● **Work item**
Copy out exactly the lines below that run from the one holding "Place one point on each instance of the fuselage." to the one holding "Place one point on each instance of the landing", keeping both of those lines and no others.

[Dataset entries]
-- -- --

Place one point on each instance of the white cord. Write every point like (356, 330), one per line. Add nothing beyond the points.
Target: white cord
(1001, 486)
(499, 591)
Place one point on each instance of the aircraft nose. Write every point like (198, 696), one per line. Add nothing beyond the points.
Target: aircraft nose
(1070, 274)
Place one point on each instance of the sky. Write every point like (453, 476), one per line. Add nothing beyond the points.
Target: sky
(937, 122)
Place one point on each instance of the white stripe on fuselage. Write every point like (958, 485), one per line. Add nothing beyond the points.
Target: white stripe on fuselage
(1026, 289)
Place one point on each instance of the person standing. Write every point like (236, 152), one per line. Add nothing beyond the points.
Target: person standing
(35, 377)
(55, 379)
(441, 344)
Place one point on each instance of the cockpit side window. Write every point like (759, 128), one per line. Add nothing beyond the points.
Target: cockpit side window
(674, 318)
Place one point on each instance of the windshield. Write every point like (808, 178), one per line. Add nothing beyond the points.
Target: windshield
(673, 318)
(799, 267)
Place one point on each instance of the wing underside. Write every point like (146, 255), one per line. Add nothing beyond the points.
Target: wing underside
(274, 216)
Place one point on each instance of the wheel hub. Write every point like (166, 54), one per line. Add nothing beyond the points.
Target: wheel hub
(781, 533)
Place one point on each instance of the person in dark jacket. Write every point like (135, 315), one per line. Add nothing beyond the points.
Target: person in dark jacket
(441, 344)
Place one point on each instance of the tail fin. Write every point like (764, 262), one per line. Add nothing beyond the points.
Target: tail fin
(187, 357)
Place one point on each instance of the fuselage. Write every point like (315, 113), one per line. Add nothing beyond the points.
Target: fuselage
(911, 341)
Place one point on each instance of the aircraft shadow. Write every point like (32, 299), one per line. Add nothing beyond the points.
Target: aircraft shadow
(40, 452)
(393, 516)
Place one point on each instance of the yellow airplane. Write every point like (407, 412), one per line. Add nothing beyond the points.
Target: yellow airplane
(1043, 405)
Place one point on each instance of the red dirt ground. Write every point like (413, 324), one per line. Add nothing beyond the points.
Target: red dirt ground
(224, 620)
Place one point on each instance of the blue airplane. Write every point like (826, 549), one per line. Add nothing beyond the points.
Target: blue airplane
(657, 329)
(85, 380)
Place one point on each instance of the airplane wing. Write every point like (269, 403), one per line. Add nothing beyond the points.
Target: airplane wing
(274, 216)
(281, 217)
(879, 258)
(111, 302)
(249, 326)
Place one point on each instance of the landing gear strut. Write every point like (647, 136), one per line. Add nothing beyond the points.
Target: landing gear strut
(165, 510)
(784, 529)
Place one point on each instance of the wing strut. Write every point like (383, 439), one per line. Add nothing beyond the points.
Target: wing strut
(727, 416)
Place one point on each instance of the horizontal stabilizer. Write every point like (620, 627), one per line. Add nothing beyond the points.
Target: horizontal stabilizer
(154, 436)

-- -- --

● **Solution for this problem**
Place one point on each instance of the fuselage. Write every point like (315, 113), one per line. Add nothing beyond the points.
Target: fuselage
(911, 341)
Place one point on each instance of the aircraft shadow. Write every point like (32, 299), one per line. Add nothing beyond the points.
Target: aircraft shadow
(40, 452)
(393, 516)
Place one point on each instance of the yellow airplane. Write every point like (407, 412), one per line. Add nothing beyond the points.
Target: yellow airplane
(1043, 405)
Place one point on each instance of the red dirt ground. Write every point like (413, 324), one per line. Add nothing beyond the points.
Target: red dirt ground
(224, 620)
Place one point on each instance of the blue airplane. Write every point like (826, 549), one per line. Add nothing beyond the points.
Target: blue airplane
(657, 329)
(85, 380)
Place one point on each instance of the airplane wing. Write every point like (269, 403), one per line. Add nothing beyond the points.
Target: airplane wing
(274, 216)
(281, 217)
(879, 258)
(111, 302)
(249, 326)
Place one point on each instance of the landing gear strut. Write every point like (647, 136), one per line. Add nothing beyond the points.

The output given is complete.